START MATERIAL FOR THIS EXERCISE
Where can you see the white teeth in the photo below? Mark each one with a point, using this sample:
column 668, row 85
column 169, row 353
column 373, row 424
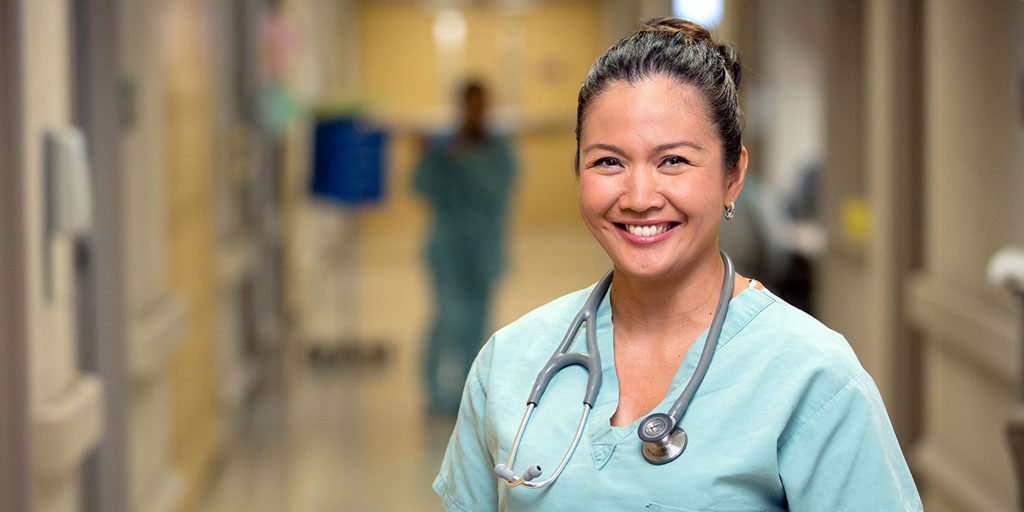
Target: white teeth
column 646, row 230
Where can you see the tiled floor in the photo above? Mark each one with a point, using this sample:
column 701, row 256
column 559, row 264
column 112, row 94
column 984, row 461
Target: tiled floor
column 342, row 437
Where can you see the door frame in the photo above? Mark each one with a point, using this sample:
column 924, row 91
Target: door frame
column 14, row 441
column 99, row 100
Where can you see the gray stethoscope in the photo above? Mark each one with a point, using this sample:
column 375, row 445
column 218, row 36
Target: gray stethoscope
column 663, row 438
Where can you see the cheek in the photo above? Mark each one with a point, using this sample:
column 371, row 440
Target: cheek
column 590, row 198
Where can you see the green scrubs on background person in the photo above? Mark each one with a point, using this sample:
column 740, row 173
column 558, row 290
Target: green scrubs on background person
column 466, row 178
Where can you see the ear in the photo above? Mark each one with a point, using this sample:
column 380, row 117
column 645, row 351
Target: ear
column 734, row 177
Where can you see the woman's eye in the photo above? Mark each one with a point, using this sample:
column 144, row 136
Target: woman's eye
column 607, row 162
column 675, row 161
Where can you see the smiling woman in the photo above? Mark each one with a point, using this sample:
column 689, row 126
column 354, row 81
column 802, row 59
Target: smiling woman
column 769, row 399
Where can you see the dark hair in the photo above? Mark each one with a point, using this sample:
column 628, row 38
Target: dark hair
column 678, row 49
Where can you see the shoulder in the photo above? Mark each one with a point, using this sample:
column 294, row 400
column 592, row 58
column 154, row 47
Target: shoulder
column 795, row 336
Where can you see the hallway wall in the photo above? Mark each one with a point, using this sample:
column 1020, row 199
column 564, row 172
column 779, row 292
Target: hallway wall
column 973, row 135
column 197, row 420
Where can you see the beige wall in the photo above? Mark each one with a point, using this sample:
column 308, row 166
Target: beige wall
column 972, row 329
column 196, row 409
column 534, row 61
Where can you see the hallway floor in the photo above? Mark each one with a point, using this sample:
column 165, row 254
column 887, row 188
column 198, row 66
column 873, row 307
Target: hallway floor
column 337, row 436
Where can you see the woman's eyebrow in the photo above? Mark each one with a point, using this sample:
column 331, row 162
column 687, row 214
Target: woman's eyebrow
column 657, row 148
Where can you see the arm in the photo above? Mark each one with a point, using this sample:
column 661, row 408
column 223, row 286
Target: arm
column 845, row 457
column 466, row 481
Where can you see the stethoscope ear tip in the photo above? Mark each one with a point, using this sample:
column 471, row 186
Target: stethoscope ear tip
column 505, row 473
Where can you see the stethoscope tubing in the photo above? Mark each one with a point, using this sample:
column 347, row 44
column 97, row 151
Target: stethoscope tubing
column 591, row 360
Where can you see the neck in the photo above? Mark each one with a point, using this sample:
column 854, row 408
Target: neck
column 657, row 307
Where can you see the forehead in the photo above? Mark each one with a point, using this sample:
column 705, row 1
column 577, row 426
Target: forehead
column 657, row 102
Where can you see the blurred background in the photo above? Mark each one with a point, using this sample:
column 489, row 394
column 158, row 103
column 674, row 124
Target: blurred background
column 199, row 312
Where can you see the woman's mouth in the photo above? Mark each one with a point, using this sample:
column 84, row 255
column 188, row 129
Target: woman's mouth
column 647, row 230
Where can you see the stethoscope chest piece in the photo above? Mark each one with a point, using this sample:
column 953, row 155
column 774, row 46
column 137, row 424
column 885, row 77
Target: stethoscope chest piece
column 663, row 442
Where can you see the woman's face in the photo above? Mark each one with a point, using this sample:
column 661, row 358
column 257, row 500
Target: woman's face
column 651, row 182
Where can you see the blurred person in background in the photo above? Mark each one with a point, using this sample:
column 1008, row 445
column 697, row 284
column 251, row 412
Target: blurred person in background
column 466, row 177
column 782, row 417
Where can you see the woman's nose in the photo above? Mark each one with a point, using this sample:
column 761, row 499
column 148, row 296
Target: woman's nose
column 642, row 192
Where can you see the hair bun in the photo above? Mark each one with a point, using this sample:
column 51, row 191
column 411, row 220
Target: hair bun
column 693, row 33
column 674, row 26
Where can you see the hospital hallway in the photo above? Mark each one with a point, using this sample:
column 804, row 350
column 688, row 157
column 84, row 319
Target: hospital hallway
column 214, row 284
column 353, row 434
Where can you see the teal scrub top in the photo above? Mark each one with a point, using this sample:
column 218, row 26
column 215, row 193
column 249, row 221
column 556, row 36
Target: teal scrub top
column 469, row 188
column 785, row 419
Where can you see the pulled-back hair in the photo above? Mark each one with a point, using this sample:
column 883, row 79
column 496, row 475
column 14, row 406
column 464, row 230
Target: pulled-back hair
column 678, row 49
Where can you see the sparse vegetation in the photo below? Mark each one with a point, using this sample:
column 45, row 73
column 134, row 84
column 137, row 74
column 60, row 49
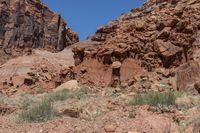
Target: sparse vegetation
column 131, row 115
column 39, row 90
column 41, row 112
column 155, row 98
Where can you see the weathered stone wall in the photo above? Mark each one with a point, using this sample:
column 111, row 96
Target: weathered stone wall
column 30, row 24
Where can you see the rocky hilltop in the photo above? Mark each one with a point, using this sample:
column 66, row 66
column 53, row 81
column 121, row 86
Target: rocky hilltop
column 26, row 24
column 161, row 34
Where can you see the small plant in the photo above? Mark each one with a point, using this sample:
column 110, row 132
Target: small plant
column 41, row 112
column 80, row 94
column 131, row 115
column 155, row 99
column 39, row 90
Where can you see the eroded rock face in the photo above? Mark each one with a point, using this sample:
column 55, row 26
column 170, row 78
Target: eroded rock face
column 28, row 24
column 159, row 34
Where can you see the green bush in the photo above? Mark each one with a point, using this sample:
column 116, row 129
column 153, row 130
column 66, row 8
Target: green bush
column 155, row 98
column 41, row 112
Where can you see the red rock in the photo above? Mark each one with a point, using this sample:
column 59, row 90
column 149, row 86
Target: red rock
column 31, row 25
column 110, row 128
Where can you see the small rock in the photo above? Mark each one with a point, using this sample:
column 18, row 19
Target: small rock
column 116, row 64
column 139, row 25
column 71, row 113
column 197, row 86
column 110, row 128
column 69, row 85
column 183, row 101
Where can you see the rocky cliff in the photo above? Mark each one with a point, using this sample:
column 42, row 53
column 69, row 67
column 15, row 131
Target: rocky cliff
column 28, row 24
column 159, row 34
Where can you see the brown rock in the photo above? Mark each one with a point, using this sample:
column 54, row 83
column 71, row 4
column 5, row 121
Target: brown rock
column 110, row 128
column 116, row 64
column 187, row 75
column 168, row 51
column 140, row 25
column 71, row 113
column 27, row 24
column 164, row 34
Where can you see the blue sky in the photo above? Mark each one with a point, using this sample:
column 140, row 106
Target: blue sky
column 85, row 16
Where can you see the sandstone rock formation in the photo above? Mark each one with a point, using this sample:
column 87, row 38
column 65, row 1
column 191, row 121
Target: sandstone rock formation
column 28, row 24
column 159, row 34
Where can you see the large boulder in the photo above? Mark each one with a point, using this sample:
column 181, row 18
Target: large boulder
column 26, row 24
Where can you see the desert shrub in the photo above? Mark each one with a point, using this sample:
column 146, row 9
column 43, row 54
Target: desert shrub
column 155, row 98
column 80, row 93
column 41, row 112
column 40, row 90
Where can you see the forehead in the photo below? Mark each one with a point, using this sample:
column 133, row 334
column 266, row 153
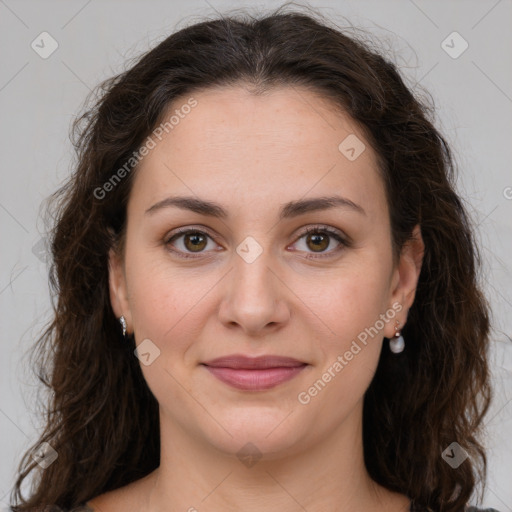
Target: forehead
column 245, row 148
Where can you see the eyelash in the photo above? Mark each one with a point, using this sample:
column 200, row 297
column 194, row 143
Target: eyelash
column 316, row 229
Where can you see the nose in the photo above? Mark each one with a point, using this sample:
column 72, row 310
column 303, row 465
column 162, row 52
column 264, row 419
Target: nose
column 254, row 297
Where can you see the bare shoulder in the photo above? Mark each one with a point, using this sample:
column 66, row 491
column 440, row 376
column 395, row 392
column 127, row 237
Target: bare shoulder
column 130, row 497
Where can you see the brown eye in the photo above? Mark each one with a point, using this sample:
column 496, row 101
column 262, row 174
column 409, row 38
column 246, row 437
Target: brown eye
column 194, row 241
column 187, row 242
column 319, row 241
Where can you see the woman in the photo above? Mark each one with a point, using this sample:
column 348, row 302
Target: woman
column 267, row 288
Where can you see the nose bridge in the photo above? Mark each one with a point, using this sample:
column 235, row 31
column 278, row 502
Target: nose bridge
column 252, row 277
column 252, row 299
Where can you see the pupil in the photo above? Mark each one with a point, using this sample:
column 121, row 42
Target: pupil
column 315, row 238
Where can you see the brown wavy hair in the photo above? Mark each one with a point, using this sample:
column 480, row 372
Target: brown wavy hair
column 101, row 417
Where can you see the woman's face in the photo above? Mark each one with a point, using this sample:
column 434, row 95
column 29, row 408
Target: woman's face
column 251, row 281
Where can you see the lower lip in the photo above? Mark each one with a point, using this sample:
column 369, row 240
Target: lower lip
column 255, row 380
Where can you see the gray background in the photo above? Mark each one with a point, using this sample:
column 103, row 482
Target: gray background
column 39, row 98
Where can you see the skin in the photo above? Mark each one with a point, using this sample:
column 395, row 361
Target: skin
column 253, row 154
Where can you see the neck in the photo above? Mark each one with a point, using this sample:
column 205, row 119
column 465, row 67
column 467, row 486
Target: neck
column 327, row 475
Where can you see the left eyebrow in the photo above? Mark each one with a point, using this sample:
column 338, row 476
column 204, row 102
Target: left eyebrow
column 288, row 210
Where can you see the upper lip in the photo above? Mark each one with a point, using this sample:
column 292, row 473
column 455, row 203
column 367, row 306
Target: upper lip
column 240, row 361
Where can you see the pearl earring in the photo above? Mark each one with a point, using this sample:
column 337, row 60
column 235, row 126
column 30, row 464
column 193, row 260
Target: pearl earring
column 397, row 344
column 123, row 324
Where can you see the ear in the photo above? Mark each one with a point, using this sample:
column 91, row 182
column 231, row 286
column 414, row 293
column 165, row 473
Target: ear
column 405, row 278
column 117, row 287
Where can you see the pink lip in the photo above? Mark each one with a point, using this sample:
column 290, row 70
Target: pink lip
column 254, row 374
column 255, row 380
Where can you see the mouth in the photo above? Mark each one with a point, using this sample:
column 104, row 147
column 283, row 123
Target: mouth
column 254, row 374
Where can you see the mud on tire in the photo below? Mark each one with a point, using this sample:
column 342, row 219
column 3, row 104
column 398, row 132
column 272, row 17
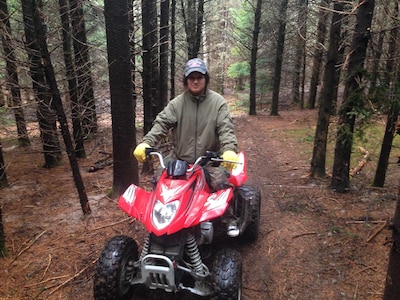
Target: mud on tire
column 250, row 196
column 114, row 268
column 227, row 275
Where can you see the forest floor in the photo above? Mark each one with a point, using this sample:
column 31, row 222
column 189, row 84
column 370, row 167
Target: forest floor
column 313, row 243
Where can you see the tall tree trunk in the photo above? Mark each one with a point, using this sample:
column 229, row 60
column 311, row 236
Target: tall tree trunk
column 122, row 113
column 318, row 161
column 3, row 174
column 193, row 13
column 164, row 51
column 71, row 78
column 3, row 248
column 83, row 69
column 352, row 97
column 299, row 64
column 12, row 75
column 319, row 51
column 45, row 113
column 392, row 85
column 253, row 60
column 173, row 50
column 278, row 58
column 58, row 107
column 148, row 31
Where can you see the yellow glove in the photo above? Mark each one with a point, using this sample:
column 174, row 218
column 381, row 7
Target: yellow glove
column 232, row 157
column 140, row 152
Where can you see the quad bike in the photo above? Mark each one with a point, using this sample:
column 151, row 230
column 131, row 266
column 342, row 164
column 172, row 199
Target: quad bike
column 182, row 216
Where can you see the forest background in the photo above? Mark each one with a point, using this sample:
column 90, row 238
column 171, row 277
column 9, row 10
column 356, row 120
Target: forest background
column 59, row 70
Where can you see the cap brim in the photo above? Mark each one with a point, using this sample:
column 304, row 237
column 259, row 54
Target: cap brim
column 190, row 71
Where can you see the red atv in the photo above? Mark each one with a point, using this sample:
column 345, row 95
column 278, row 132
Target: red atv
column 182, row 216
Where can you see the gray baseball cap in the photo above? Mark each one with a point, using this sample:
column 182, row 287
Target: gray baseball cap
column 195, row 65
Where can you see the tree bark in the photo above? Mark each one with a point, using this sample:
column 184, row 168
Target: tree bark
column 71, row 78
column 352, row 97
column 149, row 30
column 122, row 112
column 87, row 103
column 391, row 85
column 3, row 174
column 278, row 58
column 12, row 76
column 164, row 51
column 299, row 60
column 173, row 50
column 3, row 248
column 193, row 12
column 253, row 60
column 318, row 161
column 58, row 107
column 319, row 51
column 45, row 113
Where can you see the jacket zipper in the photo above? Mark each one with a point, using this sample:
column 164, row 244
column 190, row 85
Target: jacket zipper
column 195, row 136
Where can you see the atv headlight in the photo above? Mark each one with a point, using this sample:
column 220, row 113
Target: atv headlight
column 164, row 213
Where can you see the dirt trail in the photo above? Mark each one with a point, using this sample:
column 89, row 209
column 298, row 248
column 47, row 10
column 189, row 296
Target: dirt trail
column 314, row 244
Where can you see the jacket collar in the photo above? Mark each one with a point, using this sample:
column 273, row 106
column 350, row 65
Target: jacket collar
column 199, row 98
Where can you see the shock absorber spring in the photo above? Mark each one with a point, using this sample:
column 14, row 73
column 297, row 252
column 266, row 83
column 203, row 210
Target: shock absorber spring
column 145, row 249
column 193, row 252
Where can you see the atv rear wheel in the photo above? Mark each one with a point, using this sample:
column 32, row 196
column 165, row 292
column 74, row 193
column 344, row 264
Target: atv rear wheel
column 227, row 275
column 115, row 268
column 251, row 198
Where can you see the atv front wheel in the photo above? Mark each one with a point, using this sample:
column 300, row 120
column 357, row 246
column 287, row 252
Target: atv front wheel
column 115, row 268
column 227, row 275
column 251, row 199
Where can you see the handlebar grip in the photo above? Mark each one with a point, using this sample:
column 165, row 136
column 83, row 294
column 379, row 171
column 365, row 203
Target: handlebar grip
column 149, row 150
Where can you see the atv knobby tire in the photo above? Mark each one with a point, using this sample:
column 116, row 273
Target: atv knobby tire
column 227, row 275
column 114, row 269
column 251, row 198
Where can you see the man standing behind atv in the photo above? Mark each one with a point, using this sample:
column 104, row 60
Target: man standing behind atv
column 200, row 122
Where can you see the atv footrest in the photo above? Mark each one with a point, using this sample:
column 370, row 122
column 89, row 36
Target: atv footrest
column 158, row 272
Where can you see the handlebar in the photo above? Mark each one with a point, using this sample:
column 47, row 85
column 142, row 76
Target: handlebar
column 209, row 156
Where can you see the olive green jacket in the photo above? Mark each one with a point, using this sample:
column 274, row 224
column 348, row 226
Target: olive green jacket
column 198, row 124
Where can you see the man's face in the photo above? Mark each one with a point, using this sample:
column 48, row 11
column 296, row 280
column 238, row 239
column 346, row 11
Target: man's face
column 196, row 83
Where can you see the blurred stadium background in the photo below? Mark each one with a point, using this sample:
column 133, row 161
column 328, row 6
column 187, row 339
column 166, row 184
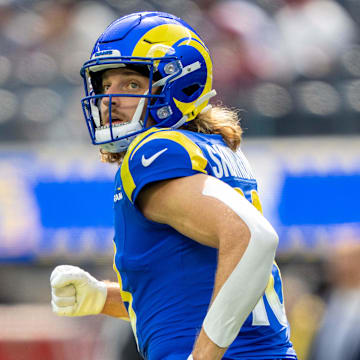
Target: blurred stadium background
column 291, row 66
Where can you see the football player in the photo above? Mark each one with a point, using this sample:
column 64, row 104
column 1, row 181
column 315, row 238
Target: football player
column 193, row 253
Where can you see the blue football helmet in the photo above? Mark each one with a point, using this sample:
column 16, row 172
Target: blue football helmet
column 165, row 49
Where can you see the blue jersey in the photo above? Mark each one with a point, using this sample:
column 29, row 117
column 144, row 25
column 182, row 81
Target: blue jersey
column 167, row 279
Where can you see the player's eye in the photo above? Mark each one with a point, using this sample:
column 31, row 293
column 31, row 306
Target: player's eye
column 133, row 85
column 106, row 87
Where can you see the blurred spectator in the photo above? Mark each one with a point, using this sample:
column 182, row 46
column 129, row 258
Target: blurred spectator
column 339, row 335
column 315, row 33
column 304, row 309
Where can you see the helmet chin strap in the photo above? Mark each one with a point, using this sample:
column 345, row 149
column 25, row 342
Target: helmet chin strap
column 135, row 124
column 120, row 130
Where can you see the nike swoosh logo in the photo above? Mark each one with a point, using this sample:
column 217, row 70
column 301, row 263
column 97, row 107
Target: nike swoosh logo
column 146, row 162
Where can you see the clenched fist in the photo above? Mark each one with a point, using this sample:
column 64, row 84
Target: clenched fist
column 74, row 292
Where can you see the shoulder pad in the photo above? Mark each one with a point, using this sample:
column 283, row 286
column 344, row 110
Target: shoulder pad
column 159, row 154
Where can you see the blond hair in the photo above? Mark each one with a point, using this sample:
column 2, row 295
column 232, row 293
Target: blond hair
column 218, row 120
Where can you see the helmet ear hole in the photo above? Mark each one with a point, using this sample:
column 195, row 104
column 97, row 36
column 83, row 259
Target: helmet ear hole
column 190, row 90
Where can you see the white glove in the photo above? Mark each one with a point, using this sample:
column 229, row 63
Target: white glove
column 74, row 292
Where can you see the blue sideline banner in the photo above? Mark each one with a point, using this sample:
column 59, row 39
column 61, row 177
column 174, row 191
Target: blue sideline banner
column 59, row 203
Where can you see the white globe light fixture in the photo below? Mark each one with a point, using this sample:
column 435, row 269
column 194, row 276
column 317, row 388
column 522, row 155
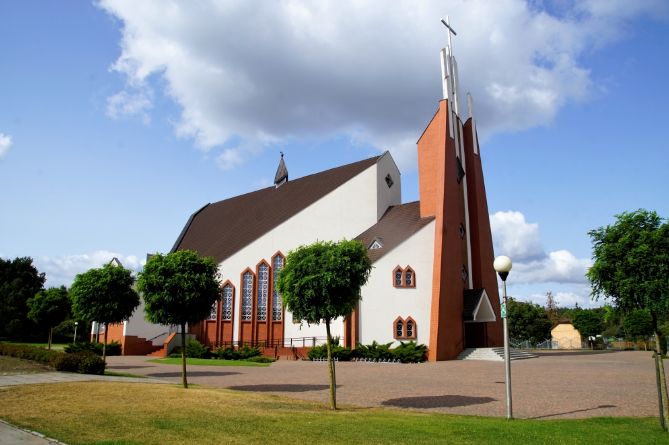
END MATERIAL FOR THIS EXERCISE
- _WHAT NEEDS TO BE DONE_
Of all the lines in the records, how many have the word "below"? Write only the number.

- _SOLUTION TO THE PROBLEM_
6